Acórdão nº 01260/05 de Supremo Tribunal Administrativo (Portugal), 07 de Junho de 2006

Magistrado ResponsávelJORGE DE SOUSA
Data da Resolução07 de Junho de 2006
EmissorSupremo Tribunal Administrativo (Portugal)

Acordam na Secção do Contencioso Administrativo do Supremo Tribunal Administrativo: 1 - A... propôs a presente acção administrativa especial contra o CONSELHO SUPERIOR DO MINISTÉRIO PÚBLICO impugnando a sua deliberação n.º 1242/2005, publicada no Diário da República, II Série, de 14-9-2005, através da qual foi determinado movimento de magistrados do Ministério Público.

O Autor termina a petição pedindo a anulação do acto impugnado e a condenação do Réu a praticar o acto que deveria ter praticado se tivesse aplicado correctamente os critérios de colocação.

O Réu contestou, defendendo que o acto impugnado não enferma dos vícios que o Autor lhe imputa.

Foram indicados cinco contra-interessados: - ...; - ...; - ...; - ...; - ....

Estes contra-interessados não contestaram.

§ Informação registada
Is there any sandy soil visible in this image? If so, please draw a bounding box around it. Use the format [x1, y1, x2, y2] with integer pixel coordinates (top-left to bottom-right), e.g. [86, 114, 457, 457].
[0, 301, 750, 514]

§ Descrição do exercício
Indique cada um dos campos de identificação que precedem o texto do acórdão, acompanhado do respetivo valor. A listagem constitui material à parte, sem relação com o acórdão.

§ Resolução do exercício
- Magistrado Responsável: JORGE DE SOUSA
- Data da Resolução: 07 de Junho de 2006
- Emissor: Supremo Tribunal Administrativo (Portugal)